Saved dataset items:
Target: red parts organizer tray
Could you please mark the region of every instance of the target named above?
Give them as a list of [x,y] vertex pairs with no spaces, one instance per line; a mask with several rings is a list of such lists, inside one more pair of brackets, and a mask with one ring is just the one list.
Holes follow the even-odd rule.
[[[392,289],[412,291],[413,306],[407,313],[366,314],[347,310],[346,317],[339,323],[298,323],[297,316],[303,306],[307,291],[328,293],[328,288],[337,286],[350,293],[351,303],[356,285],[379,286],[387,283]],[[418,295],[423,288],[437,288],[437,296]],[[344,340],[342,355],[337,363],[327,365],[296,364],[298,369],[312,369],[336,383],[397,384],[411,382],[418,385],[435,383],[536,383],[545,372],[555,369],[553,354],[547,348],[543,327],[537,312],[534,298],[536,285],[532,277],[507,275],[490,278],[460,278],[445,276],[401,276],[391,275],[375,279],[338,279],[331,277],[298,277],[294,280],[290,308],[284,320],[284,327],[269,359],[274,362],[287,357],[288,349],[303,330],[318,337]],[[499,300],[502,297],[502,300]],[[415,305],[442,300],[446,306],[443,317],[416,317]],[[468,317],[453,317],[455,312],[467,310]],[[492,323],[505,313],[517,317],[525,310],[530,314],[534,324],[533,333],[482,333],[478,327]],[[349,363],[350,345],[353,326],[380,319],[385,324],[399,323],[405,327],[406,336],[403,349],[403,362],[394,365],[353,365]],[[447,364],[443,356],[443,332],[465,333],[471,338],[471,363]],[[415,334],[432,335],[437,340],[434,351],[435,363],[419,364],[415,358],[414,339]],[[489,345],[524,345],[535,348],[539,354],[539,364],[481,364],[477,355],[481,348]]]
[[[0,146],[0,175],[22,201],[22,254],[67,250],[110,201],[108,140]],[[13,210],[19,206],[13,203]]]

PROBLEM TO SOLVE: Copy out every one of the entries above word for word, without changing anything.

SOLVED EXERCISE:
Target: red parts organizer tray
Could you please mark the region of every instance of the target named above?
Give them as a list of [x,y] vertex pairs with no spaces, one instance per line; a mask with several rings is a list of such lists, inside one more pair of brackets, and a mask with one ring is just the one list.
Holes follow the even-odd rule.
[[[392,289],[412,291],[413,306],[407,313],[366,314],[347,310],[346,317],[339,323],[298,323],[297,316],[303,306],[307,291],[328,293],[328,288],[337,286],[350,293],[351,303],[356,285],[379,286],[387,283]],[[418,295],[423,288],[437,288],[437,296]],[[344,340],[342,355],[337,363],[327,365],[296,364],[298,369],[312,369],[336,383],[397,384],[411,382],[418,385],[435,383],[536,383],[545,372],[555,369],[553,354],[547,348],[543,327],[537,312],[534,298],[536,285],[532,277],[507,275],[490,278],[460,278],[445,276],[401,276],[391,275],[375,279],[338,279],[331,277],[298,277],[294,280],[290,308],[284,320],[284,327],[269,359],[274,362],[287,357],[288,349],[303,330],[318,337]],[[499,300],[502,297],[502,300]],[[415,305],[442,300],[446,306],[443,317],[416,317]],[[468,317],[453,317],[455,312],[467,310]],[[492,323],[505,313],[517,317],[525,310],[530,314],[534,324],[533,333],[482,333],[478,327]],[[349,363],[350,345],[353,326],[380,319],[385,324],[399,323],[405,327],[406,336],[403,349],[403,362],[394,365],[353,365]],[[447,364],[443,356],[443,332],[465,333],[471,338],[471,363]],[[415,334],[432,335],[437,340],[434,351],[435,363],[419,364],[415,358],[414,339]],[[489,345],[524,345],[535,348],[539,354],[539,364],[481,364],[477,355],[481,348]]]
[[[0,146],[0,175],[22,201],[22,254],[67,250],[110,201],[108,140]],[[13,210],[19,206],[13,203]]]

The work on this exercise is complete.